═════ Entries supplied ═════

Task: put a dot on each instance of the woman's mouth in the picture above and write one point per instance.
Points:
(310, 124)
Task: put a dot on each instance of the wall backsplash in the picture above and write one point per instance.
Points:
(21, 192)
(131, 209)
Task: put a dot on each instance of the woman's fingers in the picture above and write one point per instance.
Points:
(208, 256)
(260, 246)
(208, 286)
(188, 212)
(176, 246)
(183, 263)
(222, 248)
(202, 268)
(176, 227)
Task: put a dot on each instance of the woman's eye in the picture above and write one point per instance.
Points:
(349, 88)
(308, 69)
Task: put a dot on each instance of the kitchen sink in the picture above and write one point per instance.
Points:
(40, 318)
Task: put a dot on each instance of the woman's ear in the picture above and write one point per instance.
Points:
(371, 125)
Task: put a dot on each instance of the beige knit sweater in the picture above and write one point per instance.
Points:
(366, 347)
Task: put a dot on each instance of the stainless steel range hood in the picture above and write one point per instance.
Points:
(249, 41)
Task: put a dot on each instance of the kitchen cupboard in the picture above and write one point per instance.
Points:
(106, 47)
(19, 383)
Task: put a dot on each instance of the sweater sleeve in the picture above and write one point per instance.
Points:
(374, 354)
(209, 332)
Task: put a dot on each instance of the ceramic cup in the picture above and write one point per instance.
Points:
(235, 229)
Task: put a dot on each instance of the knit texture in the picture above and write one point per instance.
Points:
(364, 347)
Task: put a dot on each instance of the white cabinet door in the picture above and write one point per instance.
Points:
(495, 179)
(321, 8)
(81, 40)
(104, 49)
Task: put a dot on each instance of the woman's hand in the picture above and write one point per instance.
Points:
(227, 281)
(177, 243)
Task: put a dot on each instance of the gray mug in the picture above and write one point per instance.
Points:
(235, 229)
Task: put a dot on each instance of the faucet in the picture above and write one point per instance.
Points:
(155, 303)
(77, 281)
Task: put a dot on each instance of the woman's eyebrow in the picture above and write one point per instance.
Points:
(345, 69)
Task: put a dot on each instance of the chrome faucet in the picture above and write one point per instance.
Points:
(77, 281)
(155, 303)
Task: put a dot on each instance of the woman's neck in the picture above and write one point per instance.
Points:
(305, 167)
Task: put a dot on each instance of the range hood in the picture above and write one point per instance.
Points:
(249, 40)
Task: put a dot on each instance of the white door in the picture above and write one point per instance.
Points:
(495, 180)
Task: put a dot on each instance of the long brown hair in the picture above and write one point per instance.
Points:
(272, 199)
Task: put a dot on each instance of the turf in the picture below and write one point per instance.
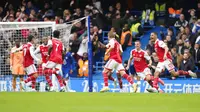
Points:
(98, 102)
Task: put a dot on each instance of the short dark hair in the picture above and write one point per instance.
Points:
(138, 41)
(30, 38)
(56, 34)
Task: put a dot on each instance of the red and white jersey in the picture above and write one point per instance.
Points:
(57, 49)
(116, 51)
(28, 52)
(43, 50)
(139, 59)
(160, 51)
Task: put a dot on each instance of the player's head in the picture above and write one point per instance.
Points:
(17, 42)
(153, 36)
(56, 34)
(111, 35)
(68, 49)
(137, 45)
(31, 39)
(45, 40)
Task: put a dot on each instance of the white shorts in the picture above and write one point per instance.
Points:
(114, 65)
(51, 64)
(30, 70)
(143, 74)
(165, 64)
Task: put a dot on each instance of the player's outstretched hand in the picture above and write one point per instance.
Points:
(164, 57)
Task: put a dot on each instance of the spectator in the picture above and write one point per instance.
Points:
(186, 64)
(30, 7)
(117, 22)
(83, 66)
(77, 14)
(150, 47)
(170, 42)
(196, 55)
(198, 10)
(196, 27)
(180, 47)
(67, 15)
(192, 15)
(181, 22)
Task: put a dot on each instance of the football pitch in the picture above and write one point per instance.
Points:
(98, 102)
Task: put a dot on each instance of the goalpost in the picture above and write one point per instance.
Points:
(9, 31)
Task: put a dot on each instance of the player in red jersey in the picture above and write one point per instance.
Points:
(54, 64)
(165, 61)
(43, 50)
(140, 58)
(29, 57)
(115, 62)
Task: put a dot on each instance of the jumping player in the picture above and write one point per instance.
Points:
(115, 62)
(28, 62)
(165, 61)
(54, 64)
(16, 65)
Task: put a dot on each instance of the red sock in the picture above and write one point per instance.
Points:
(111, 78)
(155, 83)
(120, 83)
(60, 80)
(128, 78)
(48, 80)
(150, 83)
(64, 82)
(33, 83)
(30, 78)
(49, 71)
(181, 72)
(105, 78)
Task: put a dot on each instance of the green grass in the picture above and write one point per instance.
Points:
(98, 102)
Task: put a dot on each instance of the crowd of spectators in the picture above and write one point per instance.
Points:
(182, 36)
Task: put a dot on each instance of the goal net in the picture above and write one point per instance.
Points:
(11, 31)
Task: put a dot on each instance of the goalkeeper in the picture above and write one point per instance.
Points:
(16, 65)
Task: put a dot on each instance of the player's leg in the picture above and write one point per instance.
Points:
(110, 65)
(120, 68)
(119, 78)
(14, 82)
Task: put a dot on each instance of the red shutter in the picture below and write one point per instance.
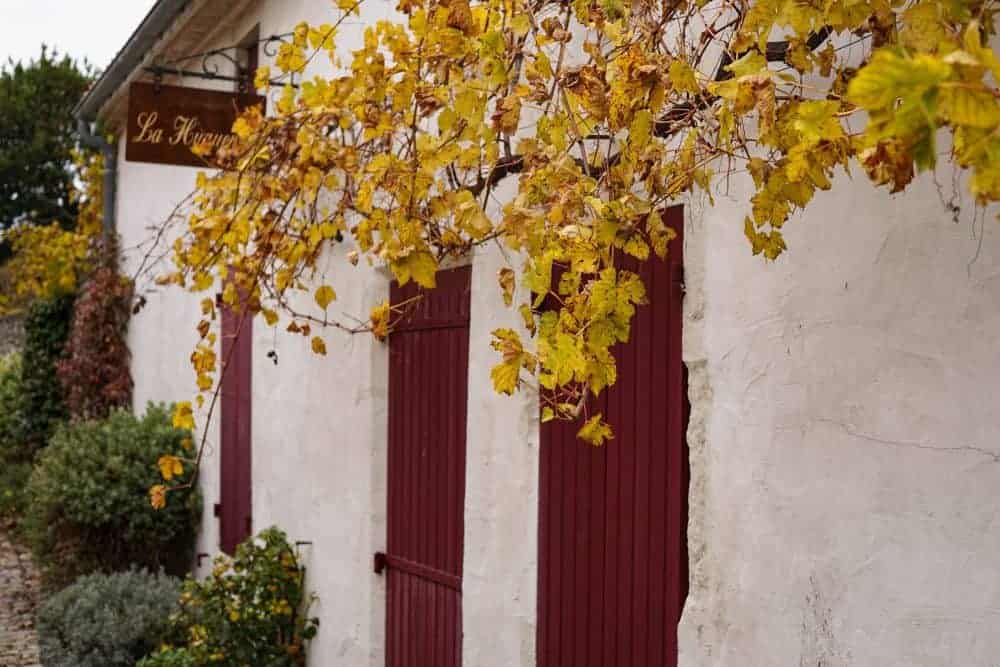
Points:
(428, 382)
(234, 509)
(613, 519)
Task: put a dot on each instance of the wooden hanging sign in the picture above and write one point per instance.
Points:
(164, 122)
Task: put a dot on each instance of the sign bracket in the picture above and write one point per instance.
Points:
(214, 61)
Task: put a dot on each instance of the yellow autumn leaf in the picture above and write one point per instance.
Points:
(270, 316)
(170, 467)
(325, 296)
(595, 431)
(318, 345)
(158, 496)
(379, 319)
(507, 283)
(183, 416)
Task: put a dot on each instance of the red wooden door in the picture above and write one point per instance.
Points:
(612, 519)
(234, 508)
(428, 381)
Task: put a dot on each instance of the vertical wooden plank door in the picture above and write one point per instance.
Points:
(235, 496)
(612, 519)
(428, 382)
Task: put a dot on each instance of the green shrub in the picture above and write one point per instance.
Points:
(89, 504)
(43, 406)
(15, 459)
(171, 657)
(107, 620)
(251, 610)
(13, 482)
(10, 409)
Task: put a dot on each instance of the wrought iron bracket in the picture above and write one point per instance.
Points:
(213, 62)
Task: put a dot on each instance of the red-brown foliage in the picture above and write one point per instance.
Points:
(95, 370)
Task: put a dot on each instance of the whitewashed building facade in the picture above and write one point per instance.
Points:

═════

▸ **Task to complete**:
Your copy of the records above should be exact and contain no pictures.

▸ **Task response**:
Task: put a dot on each instance of the woman's mouth in the picture above and write one point per instance.
Points:
(310, 124)
Task: put a dot on each instance of the wall backsplash in the picture above and write one point per instance.
Points:
(21, 192)
(131, 209)
Task: put a dot on each instance of the woman's fingers in the picture above and write one point per instance.
Points:
(208, 256)
(260, 246)
(208, 286)
(188, 212)
(176, 246)
(183, 263)
(222, 248)
(202, 268)
(176, 227)
Task: put a dot on each instance of the woman's eye in the picture above and write one point per instance.
Points:
(349, 88)
(308, 69)
Task: put a dot on each instance of the kitchen sink in the picture above and write one point per instance.
Points:
(40, 318)
Task: put a dot on each instance of the woman's ear in the picture above and write one point per instance.
Points:
(371, 125)
Task: put a dot on each instance of the beige knit sweater in the picture above and write one point per instance.
Points:
(366, 347)
Task: put a dot on each instance of the stainless steel range hood in the picture above and write one point per instance.
Points:
(249, 41)
Task: put a dot on each instance of the kitchen cupboard in the picture above and write one point per instance.
Points:
(106, 47)
(19, 383)
Task: put a dot on each instance of the sweater sleeve in the picture above and write one point per instance.
Points:
(374, 354)
(209, 332)
Task: put a dot on each instance of the ceramic cup in the picture above and write one point per instance.
Points:
(235, 229)
Task: put a dot on each instance of the knit texture in the picture above and write one point per instance.
Points:
(364, 347)
Task: put a dot on each instance of the white cabinet door in the picture above and write one point per instance.
Points:
(495, 179)
(321, 8)
(81, 40)
(104, 49)
Task: put a dot on each instance of the woman's hand in the picture above and write one point per instance.
Points:
(227, 281)
(177, 243)
Task: put a dot on each instance of the gray mug in the picture above and write one point per instance.
Points:
(235, 229)
Task: put a dot on each instance of the faucet in the picture above and write one point per instance.
Points:
(155, 303)
(77, 281)
Task: put a dot on each instance of the woman's eyebrow in the picture above and write one point per instance.
Points:
(345, 69)
Task: put a dot on each instance of the chrome faucet in the picture above and write one point per instance.
Points:
(77, 281)
(155, 303)
Task: put a dot on each instance of the woman's neck in the picture above and write one point per instance.
Points:
(305, 167)
Task: put a dot on each instance of the range hood in the picture above and write one point per instance.
Points:
(249, 40)
Task: put a dot on each instance of the white door in the picture above and write one point per instance.
Points:
(495, 180)
Task: put a dot on each instance of the long brown hair in the picture above and write one point per instance.
Points:
(272, 199)
Task: put a dot on each instance of the turf in the picture below and write one point per instance.
Points:
(98, 102)
Task: put a dot on each instance of the short dark hair in the picture above and write one point per instance.
Points:
(138, 41)
(30, 38)
(56, 34)
Task: put a dot on each instance of the red and white jersey in the picture above and write one point per instance.
Points:
(57, 49)
(116, 51)
(28, 52)
(43, 50)
(139, 59)
(160, 51)
Task: put a dot on each instance of the player's head in the picture above and write one point per instance.
Points:
(17, 42)
(153, 36)
(56, 34)
(111, 35)
(68, 49)
(137, 45)
(31, 39)
(45, 40)
Task: put a dot on each instance of the white shorts in the picture above and write one point per instance.
Points:
(114, 65)
(51, 64)
(30, 70)
(143, 74)
(165, 64)
Task: put a dot on each instance of the player's outstretched hand in the picture above and write one point per instance.
Points:
(164, 57)
Task: put a dot on each instance of the spectator in the picture above and write one point per instance.
Points:
(186, 64)
(30, 7)
(117, 22)
(83, 66)
(77, 14)
(150, 47)
(170, 42)
(196, 55)
(198, 10)
(196, 27)
(180, 47)
(67, 15)
(192, 15)
(181, 22)
Task: put a dot on each instance of the football pitch in the picture above and write one point per instance.
Points:
(98, 102)
Task: put a dot on each instance of the goalpost in the picture above and write one point per instance.
Points:
(9, 31)
Task: put a dot on each instance of the player in red jersey in the picture above and write one point per instance.
Points:
(54, 64)
(165, 61)
(43, 50)
(140, 58)
(29, 57)
(115, 62)
Task: put a dot on each instance of the jumping player in the picture above and write one point per instance.
Points:
(115, 62)
(28, 62)
(165, 61)
(54, 64)
(16, 65)
Task: put a dot on each instance of the red sock in the picture above and write one point per instance.
Points:
(111, 78)
(155, 83)
(120, 83)
(60, 80)
(128, 78)
(48, 80)
(150, 83)
(64, 82)
(33, 83)
(30, 78)
(49, 71)
(181, 72)
(105, 78)
Task: put a dot on each instance of the green grass in the picture above and write one point per instance.
Points:
(98, 102)
Task: put a dot on each instance of the crowd of spectators in the picture above and write one point per instance.
Points:
(182, 36)
Task: put a dot on each instance of the goal net in the picture above and write one point per instance.
Points:
(11, 31)
Task: put a dot on each instance of the goalkeeper in the picture above and write one point per instance.
Points:
(16, 65)
Task: put a dot on each instance of the player's leg in the picture above and write one point per instance.
Points:
(110, 65)
(120, 68)
(119, 78)
(14, 82)
Task: put a dot on each instance of the red shutter in the picture below and write one point per instance.
Points:
(428, 382)
(234, 509)
(613, 519)
Task: put a dot on each instance of the wooden hanging sign in the picture above and write one point per instance.
Points:
(164, 122)
Task: put a dot on each instance of the sign bracket in the picture above and write one point per instance.
Points:
(214, 61)
Task: put a dot on each instance of the yellow autumn leaf in the picture above and write one point per instance.
Points:
(270, 316)
(170, 467)
(325, 296)
(595, 431)
(318, 345)
(158, 496)
(379, 319)
(507, 283)
(183, 416)
Task: put a dot on each instance of the red wooden door in the picture above and write one point per instance.
Points:
(612, 519)
(234, 508)
(428, 381)
Task: put a dot on each instance of the vertical wooden plank door in the picture above and write one point per instance.
Points:
(235, 496)
(612, 519)
(428, 382)
Task: put a dot on each instance of the green shrub in the picture above and write one point per instance.
Points:
(89, 504)
(43, 406)
(15, 459)
(171, 657)
(107, 620)
(251, 610)
(13, 482)
(10, 409)
Task: put a dot on each instance of the wrought iron bracket in the picture above and write one point per instance.
Points:
(213, 62)
Task: put a dot on each instance of the red-brown foliage in the picture above and write one point per instance.
Points:
(95, 370)
Task: put a dot on each instance of the whitewashed building facade in the picture above and write one point per instance.
Points:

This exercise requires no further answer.